Exercise description – Be exact. Print each record as it stands.

Dataset entries:
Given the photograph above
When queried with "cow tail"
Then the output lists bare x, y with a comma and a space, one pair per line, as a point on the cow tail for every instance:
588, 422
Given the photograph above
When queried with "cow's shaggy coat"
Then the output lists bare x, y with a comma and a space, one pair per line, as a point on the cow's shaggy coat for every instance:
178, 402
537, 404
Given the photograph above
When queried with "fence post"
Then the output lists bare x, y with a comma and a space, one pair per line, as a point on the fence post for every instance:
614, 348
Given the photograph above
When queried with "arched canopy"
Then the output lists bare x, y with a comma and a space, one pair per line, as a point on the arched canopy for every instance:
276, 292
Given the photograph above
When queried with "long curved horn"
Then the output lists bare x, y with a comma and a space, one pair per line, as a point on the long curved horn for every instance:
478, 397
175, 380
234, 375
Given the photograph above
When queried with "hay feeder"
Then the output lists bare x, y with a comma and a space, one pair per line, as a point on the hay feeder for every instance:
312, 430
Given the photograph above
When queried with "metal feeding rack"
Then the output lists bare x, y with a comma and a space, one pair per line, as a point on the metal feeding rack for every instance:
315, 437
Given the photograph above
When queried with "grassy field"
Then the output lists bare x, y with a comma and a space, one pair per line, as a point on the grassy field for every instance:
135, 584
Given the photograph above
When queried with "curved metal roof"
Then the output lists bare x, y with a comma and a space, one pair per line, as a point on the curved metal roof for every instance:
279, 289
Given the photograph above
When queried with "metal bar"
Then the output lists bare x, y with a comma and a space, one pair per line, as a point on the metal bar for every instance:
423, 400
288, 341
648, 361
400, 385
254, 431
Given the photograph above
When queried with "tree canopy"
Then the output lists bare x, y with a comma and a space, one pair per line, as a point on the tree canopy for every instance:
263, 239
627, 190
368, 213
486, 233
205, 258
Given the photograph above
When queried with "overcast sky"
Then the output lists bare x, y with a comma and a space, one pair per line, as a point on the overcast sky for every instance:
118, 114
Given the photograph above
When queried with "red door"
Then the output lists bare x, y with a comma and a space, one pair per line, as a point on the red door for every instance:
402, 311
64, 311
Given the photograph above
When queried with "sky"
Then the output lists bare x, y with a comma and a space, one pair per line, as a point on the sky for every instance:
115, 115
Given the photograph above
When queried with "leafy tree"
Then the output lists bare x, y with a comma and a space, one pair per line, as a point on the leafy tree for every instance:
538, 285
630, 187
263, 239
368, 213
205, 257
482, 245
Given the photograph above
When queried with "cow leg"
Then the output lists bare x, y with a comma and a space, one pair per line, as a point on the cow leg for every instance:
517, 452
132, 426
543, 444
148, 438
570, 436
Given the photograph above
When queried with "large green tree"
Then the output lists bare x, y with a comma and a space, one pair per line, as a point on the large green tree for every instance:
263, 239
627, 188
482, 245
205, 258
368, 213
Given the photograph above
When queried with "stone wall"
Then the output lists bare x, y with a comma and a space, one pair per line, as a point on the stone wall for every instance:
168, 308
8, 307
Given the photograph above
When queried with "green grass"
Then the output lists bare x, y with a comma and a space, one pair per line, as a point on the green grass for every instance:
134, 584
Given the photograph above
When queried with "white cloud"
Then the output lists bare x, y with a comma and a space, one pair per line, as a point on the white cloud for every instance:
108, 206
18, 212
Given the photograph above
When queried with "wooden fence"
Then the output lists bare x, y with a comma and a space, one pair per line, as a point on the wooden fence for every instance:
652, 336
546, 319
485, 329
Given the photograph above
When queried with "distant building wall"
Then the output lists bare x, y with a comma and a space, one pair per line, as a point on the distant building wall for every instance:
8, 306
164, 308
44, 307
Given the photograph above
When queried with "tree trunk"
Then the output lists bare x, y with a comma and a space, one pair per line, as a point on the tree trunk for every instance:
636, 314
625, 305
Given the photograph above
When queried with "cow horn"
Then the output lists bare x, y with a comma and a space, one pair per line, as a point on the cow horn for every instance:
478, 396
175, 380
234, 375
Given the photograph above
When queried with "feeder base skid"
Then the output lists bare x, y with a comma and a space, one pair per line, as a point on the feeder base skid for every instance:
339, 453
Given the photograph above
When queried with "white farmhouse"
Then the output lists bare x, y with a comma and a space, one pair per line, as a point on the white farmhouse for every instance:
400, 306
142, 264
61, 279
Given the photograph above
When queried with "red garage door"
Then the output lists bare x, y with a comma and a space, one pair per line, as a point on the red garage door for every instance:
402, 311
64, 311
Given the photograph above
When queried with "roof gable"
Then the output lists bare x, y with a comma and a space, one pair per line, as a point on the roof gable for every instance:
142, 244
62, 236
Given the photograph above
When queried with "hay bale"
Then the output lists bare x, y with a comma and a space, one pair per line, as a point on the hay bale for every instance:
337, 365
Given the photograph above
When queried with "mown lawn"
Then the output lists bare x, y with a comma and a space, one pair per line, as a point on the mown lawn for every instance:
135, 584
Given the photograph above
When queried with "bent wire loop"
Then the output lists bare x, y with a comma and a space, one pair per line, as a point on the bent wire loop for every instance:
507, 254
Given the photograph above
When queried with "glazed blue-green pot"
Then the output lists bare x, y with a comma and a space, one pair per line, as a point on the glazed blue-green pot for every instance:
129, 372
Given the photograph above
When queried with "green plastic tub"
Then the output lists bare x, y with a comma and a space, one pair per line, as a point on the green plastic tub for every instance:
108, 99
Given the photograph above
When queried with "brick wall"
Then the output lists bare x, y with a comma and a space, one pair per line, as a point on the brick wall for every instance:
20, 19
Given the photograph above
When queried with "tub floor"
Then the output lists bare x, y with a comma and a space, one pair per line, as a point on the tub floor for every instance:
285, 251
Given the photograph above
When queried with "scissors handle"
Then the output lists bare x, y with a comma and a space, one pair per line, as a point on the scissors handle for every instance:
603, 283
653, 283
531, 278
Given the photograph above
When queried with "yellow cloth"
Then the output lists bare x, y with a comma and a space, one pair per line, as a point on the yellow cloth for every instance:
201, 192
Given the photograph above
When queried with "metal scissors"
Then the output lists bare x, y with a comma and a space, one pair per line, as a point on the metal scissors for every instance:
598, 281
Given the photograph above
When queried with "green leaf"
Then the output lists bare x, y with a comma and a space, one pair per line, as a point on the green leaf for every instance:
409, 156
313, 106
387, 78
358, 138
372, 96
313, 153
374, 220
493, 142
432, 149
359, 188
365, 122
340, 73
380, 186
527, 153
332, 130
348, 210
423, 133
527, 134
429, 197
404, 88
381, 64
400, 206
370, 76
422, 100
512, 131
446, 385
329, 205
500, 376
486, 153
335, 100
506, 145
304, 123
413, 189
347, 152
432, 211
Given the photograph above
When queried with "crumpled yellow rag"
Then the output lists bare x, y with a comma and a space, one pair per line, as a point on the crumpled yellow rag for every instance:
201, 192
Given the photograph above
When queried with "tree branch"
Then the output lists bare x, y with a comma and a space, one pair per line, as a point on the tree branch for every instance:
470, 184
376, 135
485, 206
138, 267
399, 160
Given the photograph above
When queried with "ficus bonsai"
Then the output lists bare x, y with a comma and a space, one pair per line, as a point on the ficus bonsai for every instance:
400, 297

Your response –
Given the photograph above
When queried with "cow tail"
Then the output lists bare x, y with a comma and a space, one pair per line, as a point on the cow tail for every instance:
588, 422
Given the photograph above
When queried with "cow's shaggy coat"
Then the output lists bare x, y with a comma and a space, one pair per line, as a point on the cow's shaggy coat for every instance:
178, 402
537, 404
Given the photograph above
When queried with "fence post"
Then the output lists bare x, y with a comma and a space, one pair per line, as a point on the fence post for every instance:
614, 348
Given the photograph above
When queried with "arched canopy"
Then the output lists bare x, y with a comma and a space, one pair per line, as a point on the arched canopy for every instance:
276, 292
Given the photograph above
When queried with "long curved horn"
Then the output lists bare x, y with a comma and a space, one pair per line, as a point on the long curved horn for every instance:
478, 397
175, 380
234, 375
Given the photograph above
When queried with "hay feeder"
Then the output lists bare x, y with a comma and a space, one pair per line, as a point on the hay feeder for every instance:
312, 430
Given the photograph above
When queried with "metal feeding rack"
Then the output lists bare x, y with a comma and a space, one pair per line, as a point on the metal feeding rack for every instance:
315, 437
Given the photograph above
When queried with "grassy field"
Then the output lists bare x, y with a comma and a space, one pair per line, as a point on the grassy field for every instance:
135, 584
Given the photograph above
When queried with "curved metal roof"
Then the output lists bare x, y with a comma and a space, one pair per line, as a point on the curved metal roof for every instance:
279, 289
Given the photograph above
When queried with "metal bar"
Then the output lists bare x, y with a comma and a space, one pair per line, as a point on the metal bar for every instance:
423, 400
288, 341
648, 361
400, 385
254, 431
Given the photograph above
When queried with "tree canopy"
Then the output lists bare x, y with a comma and a space, one pair per line, as a point on the tree canopy for every instance:
263, 239
627, 190
368, 213
486, 233
205, 258
Given the photograph above
When queried with "overcast sky"
Then the output lists bare x, y with a comma and a space, one pair per line, as a point on the overcast sky for every instance:
118, 114
Given the photograph above
When queried with "red door"
Then the output lists bare x, y with a comma and a space, one pair per line, as a point on the red door for every instance:
402, 311
64, 311
Given the photograph above
When queried with "sky"
Then the output lists bare x, y with a comma and a space, one pair per line, as a point on the sky for every instance:
115, 115
Given the photograph above
When queried with "leafy tree"
Then the output lists bare x, y with a comma and a space, one pair per line, as a point on the leafy tree for every instance:
538, 285
630, 187
263, 239
368, 213
205, 257
482, 245
Given the photograph above
When queried with "cow leg"
Then the output lists bare x, y with a comma and a space, one pair per line, as a point on the cow leg for every instance:
517, 452
132, 426
543, 444
148, 438
570, 436
Given the photograph above
When queried with "large green tree"
Then the output lists bare x, y with a comma and a space, one pair per line, as a point on the large green tree for every instance:
263, 239
627, 188
482, 245
205, 258
368, 213
Given the photograph above
When queried with "stone wall"
Then the output lists bare x, y with a comma and a space, one pair per line, as a point on the stone wall for every instance:
168, 308
8, 307
Given the photograph above
When queried with "green grass"
Then the output lists bare x, y with a comma and a space, one pair per line, as a point on the green grass for every instance:
134, 584
Given the photograph above
When queried with "white cloud"
Then the output lists bare x, y with a comma and a space, one pair per line, as a point on the white cloud for every instance:
108, 206
18, 212
Given the photograph above
When queried with "wooden fence"
Then the output lists bare x, y with a comma and a space, one pair per line, as a point on the wooden fence for every instance:
652, 336
546, 319
485, 329
Given the photograph above
When queried with "distant building wall"
Then the output lists bare x, y with a comma and a space, one pair per line, as a point on the distant building wall for every instance:
8, 306
164, 308
44, 307
Given the photograph above
When queried with "tree trunk"
Then the output lists bare x, y with a comma and a space, one pair per line, as a point on the tree trunk for every instance:
636, 314
625, 305
Given the photograph above
When queried with "cow horn"
Then the output lists bare x, y with a comma and a space, one pair per line, as a point on the cow horn for every instance:
478, 396
175, 380
234, 375
Given the photograph above
When queried with "feeder base skid"
Then the output lists bare x, y with a comma and a space, one pair per line, as a point on the feeder base skid for every instance:
339, 453
Given the photograph above
When queried with "white farmhouse"
Then the output lists bare x, y with a comma and a space, one pair per line, as a point on the white farmhouse for every instance:
400, 306
142, 264
61, 279
Given the photograph above
When queried with "red garage door"
Then the output lists bare x, y with a comma and a space, one pair per line, as a point on the red garage door for every instance:
402, 311
64, 311
Given the photograph above
When queried with "roof gable"
Then the output lists bare x, y with a comma and a space, one pair per line, as a point on the roof gable for every instance:
142, 244
62, 236
Given the photograph above
When queried with "hay bale"
Then the output lists bare x, y with a comma and a space, one pair per line, as a point on the hay bale for every instance:
337, 365
Given the photograph above
When queried with "mown lawn"
Then the output lists bare x, y with a comma and a space, one pair per line, as a point on the mown lawn for every instance:
135, 584
Given the photograph above
When queried with "bent wire loop"
Then the output lists bare x, y with a comma and a space, one pair per line, as a point on the bent wire loop for every instance:
507, 254
Given the photograph above
When queried with "glazed blue-green pot"
Then the output lists bare x, y with a comma and a space, one pair per line, as a point on the glazed blue-green pot for every instance:
129, 372
Given the photograph above
When queried with "green plastic tub"
Then the output lists bare x, y with a comma and a space, one pair per line, as a point on the green plastic tub for every instance:
108, 99
Given the photograph above
When queried with "brick wall"
Then the output lists bare x, y with a comma and a space, one pair per line, as a point on the brick wall for every instance:
20, 19
Given the photograph above
When queried with "tub floor"
Then the output lists bare x, y with a comma and a space, one pair per line, as a point on the tub floor for every instance:
285, 251
Given the photograph above
When queried with "scissors handle"
Then the output lists bare x, y with a comma and a space, one pair per line, as a point on the scissors handle for every instance:
603, 283
653, 283
531, 278
Given the photograph above
When queried with "yellow cloth"
Then the output lists bare x, y with a comma and a space, one pair per line, as a point on the yellow cloth for every instance:
201, 192
Given the photograph above
When queried with "metal scissors"
Then the output lists bare x, y with a comma and a space, one pair per line, as a point on the metal scissors for every instance:
598, 281
Given the photograph above
When queried with "green leaf"
Then the output lists bare x, y with a comma and a space, one pair per line, as a point on the green leaf for every instance:
409, 156
313, 106
387, 78
358, 138
372, 96
313, 153
374, 220
493, 142
432, 149
359, 188
365, 122
340, 73
380, 186
527, 153
332, 130
348, 210
423, 133
527, 134
429, 197
404, 88
381, 64
400, 206
370, 76
422, 100
512, 131
446, 385
329, 205
500, 376
486, 153
335, 100
506, 145
304, 123
413, 189
347, 152
432, 211
Given the photograph above
When queried with "crumpled yellow rag"
Then the output lists bare x, y with a comma and a space, one pair per line, as a point on the crumpled yellow rag for every instance:
201, 192
Given the photograph above
When queried with "tree branch"
Then the output lists bare x, y with a comma and a space, one pair per line, as a point on the tree branch for every instance:
470, 184
376, 135
485, 206
138, 267
399, 160
Given the photograph above
When queried with "ficus bonsai"
Then the output lists bare x, y with a comma and a space, one pair per line, as a point on the ficus bonsai for every instance:
400, 297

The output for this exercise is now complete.